**Document excerpt**
----

# The Banana / El Plátano 4-Day Lesson Plan

April 2001

Part I: Reading and Language Arts

Goal: Students will learn the history, nutritional value, and properties of the banana.

Objectives: Students will

1. use predicting strategies for reading comprehension,
2. identify facts and details for reading comprehension, and

Materials: handouts, large chart paper, markers, paper, and pencils

Activities:

1. Tap into students' prior knowledge of the subject by asking them to brainstorm about what they know about bananas.
2. Script their answers on large tablet sheets.
3. Pass out handouts about "Bananas' History, Nutrition, and Variety."
4. Give students instructions: They must read articles (handouts) and prepare reports for their peers on their reading.
5. Students break into groups of threes and give oral reports to each other.
6. Students get back together in one big group and discuss the information they learned about bananas.

Part II: Math

Goal: Students will learn the history, nutritional value, and properties of the banana.

Objectives: Students will:

1. estimate the outer and inner length of a banana using the metric system,
2. estimate the circumference of a banana using the metric system,
3. measure the actual circumference and outer and inner length of a banana,
4. use subtraction to identify which estimates were closest to the actual answers,
5. estimate the weight of the banana with and without its peel using the metric system,
6. weigh the banana with and without its peel, and compare the results to the estimates.

----

**Required tasks**
• a. Turn the paragraph in the banana lesson plan that begins "Materials: handouts" into a bulleted list.
• b. Pick up the banana lesson plan after its last line and keep writing it.

(Point placement records)
----

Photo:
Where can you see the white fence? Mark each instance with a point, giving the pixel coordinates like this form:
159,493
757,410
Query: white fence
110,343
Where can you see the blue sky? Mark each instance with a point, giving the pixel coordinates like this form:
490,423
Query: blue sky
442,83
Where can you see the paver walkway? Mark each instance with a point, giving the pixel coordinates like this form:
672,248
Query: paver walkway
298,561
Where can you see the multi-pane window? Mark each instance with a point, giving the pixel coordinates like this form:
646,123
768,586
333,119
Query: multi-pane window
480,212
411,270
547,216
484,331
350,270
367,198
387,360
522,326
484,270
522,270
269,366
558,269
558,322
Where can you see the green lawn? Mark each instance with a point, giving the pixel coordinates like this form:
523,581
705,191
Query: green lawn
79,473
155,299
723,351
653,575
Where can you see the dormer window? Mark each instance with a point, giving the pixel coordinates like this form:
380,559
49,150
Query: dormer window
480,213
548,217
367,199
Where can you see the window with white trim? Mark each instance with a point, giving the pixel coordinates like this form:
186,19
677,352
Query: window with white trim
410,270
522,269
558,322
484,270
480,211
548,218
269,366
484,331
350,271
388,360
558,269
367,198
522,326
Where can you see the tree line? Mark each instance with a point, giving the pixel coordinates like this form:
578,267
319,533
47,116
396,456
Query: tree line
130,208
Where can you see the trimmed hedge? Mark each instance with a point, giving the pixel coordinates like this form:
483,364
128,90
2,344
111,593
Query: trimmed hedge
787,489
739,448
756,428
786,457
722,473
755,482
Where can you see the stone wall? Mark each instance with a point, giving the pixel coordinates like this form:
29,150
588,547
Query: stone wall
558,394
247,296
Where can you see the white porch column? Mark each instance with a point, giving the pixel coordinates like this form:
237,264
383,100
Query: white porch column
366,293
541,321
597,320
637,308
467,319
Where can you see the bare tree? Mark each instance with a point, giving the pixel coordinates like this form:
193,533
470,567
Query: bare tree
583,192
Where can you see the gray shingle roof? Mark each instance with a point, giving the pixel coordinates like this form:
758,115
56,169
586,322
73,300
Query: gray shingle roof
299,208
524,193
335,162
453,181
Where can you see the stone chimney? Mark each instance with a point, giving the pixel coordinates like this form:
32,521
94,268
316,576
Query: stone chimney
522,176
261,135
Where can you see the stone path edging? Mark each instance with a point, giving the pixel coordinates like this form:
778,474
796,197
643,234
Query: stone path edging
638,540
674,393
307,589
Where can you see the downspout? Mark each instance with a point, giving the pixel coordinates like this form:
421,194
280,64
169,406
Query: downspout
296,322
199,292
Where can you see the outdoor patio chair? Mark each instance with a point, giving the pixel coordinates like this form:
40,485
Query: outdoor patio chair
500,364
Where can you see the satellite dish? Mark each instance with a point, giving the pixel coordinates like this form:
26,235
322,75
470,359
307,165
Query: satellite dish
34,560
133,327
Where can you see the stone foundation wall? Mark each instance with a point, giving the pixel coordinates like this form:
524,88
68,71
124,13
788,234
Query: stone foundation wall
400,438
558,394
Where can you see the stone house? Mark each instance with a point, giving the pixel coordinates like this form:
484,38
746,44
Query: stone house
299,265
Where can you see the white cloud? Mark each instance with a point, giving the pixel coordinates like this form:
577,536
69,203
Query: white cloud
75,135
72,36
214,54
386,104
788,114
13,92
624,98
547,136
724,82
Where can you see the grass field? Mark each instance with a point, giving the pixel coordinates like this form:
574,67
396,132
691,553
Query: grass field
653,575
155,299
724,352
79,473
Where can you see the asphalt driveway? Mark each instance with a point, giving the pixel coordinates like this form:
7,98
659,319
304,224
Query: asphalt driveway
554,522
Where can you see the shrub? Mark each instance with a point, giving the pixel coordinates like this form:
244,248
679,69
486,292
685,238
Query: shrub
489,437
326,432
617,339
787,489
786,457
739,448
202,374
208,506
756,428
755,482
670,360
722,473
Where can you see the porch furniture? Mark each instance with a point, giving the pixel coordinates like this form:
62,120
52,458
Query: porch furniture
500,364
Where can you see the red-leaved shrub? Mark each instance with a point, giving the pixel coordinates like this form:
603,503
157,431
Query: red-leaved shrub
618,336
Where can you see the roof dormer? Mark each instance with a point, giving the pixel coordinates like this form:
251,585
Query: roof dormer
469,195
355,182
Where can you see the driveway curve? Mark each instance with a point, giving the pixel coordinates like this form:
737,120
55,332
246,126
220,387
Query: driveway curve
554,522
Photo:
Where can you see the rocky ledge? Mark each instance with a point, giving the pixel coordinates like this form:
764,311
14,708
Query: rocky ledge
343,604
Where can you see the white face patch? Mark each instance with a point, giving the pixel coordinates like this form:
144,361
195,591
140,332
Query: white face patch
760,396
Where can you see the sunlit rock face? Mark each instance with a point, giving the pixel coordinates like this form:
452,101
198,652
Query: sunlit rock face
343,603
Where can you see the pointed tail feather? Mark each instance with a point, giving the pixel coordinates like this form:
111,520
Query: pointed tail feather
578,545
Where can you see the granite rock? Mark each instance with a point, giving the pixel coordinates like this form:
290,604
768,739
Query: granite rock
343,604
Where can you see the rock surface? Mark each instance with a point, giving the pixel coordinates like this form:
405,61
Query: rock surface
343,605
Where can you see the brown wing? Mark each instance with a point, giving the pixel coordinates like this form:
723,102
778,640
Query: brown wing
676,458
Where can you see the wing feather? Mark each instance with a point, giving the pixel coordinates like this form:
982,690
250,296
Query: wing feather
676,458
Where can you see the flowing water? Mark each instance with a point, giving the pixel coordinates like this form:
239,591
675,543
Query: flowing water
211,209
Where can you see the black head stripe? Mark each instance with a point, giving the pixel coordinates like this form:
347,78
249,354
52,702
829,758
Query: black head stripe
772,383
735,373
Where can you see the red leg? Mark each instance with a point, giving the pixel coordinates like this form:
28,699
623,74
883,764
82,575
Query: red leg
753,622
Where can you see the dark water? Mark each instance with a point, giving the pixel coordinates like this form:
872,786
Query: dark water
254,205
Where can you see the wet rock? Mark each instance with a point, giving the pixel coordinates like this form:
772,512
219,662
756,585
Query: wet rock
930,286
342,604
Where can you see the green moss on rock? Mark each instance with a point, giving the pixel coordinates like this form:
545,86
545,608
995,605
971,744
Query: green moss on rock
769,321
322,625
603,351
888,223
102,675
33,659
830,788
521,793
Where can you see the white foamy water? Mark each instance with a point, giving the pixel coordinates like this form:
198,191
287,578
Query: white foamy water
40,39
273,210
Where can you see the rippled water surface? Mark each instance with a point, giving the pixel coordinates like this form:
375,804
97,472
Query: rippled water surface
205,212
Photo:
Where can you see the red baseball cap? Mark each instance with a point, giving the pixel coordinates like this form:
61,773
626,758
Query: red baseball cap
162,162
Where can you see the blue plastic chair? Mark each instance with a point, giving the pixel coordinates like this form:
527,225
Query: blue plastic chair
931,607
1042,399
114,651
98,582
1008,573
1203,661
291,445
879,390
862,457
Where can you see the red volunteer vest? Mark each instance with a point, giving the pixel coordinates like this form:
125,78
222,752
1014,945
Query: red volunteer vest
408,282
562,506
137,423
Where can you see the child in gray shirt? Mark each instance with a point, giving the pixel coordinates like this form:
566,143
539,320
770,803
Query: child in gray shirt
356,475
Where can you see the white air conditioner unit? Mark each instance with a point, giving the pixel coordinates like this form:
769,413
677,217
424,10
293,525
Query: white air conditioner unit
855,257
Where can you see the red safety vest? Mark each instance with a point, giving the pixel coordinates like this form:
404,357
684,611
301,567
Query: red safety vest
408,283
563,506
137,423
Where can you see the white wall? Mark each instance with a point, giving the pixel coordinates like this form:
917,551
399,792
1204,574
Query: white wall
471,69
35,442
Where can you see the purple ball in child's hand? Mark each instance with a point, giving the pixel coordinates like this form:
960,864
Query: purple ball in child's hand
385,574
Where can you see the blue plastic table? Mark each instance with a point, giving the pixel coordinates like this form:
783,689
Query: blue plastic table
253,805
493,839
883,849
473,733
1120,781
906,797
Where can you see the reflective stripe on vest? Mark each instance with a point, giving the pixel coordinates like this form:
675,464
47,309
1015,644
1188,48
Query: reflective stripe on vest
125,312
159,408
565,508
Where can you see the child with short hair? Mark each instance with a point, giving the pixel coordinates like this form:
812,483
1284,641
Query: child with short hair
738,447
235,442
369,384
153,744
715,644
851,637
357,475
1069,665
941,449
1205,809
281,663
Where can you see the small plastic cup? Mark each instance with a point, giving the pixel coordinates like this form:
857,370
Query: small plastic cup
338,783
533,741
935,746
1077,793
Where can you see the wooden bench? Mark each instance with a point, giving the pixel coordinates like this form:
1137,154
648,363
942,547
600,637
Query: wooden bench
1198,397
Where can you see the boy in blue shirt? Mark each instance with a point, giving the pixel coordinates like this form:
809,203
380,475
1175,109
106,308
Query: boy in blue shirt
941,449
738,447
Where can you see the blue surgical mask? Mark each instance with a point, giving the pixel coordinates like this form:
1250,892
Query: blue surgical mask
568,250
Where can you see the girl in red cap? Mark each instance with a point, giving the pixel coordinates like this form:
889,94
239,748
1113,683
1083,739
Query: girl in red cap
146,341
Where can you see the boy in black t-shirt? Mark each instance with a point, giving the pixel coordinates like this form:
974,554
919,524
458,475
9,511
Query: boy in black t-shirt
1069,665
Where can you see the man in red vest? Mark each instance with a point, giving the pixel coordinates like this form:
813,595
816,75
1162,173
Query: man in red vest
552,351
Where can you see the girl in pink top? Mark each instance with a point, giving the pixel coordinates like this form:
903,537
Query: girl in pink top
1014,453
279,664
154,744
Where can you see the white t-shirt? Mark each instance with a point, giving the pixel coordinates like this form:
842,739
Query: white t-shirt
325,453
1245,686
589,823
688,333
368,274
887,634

----

**Results of the exercise**
• a.
- Handouts
- Large chart paper
- Markers
- Paper
- Pencils

• b.
Materials: bananas, handouts, rulers, yarn, pencils, and scales

Activities:

1. Tap into students' prior knowledge of the subject by asking them to identify what they might measure using milliliters, centimeters, decimeters, meters, and kilometers. Do the same using measurements of mass.
2. Students estimate the circumference and length of the banana and record their estimates on their handouts.
3. Students estimate the weight of the banana and record it.
4. Students measure the actual circumference, length, and weight of the bananas.
5. Students subtract the estimated measurements from the actual measurements and see who came the closest.

Part III: Science

Goal: Students will learn the history, nutritional value, and properties of the banana.

Objectives: Students will

1. observe density of matter,
2. formulate a hypothesis, and
3. explain the hypothesis about the density of the banana with and without its peel.

Materials: bananas, handout, container, water, and ice cream.

Activities:

1. Ask students to think about the weight of the banana; ask them to hypothesize whether the banana (with its peel on) will float in water
2. Students put the banana (with its peel on) in the water and observe.
3. Students remove the peel and observe what happens when the peeled
banana is put into the water.
4. Students explain their observations on their handouts.
5. Students discuss these observations.
6. Students develop a theory to explain their observations on the effect
of the banana's peel on its floatation properties.
7. Students share their information with the rest of the class.
8. Make banana splits and eat them!

Handout 1

History of the Banana

The banana is a very old fruit. It is mentioned for the first time in history 600 years before Christ was born (B.C.). The existence of a banana plantation can be traced back to China in the year 200 after Christ was born (A.D.). Islamic conquerors brought the banana back to Palestine, and soon it spread all over Africa. Many centuries later, in 1502, the Portuguese started the first banana plantations in the Caribbean and in Central America.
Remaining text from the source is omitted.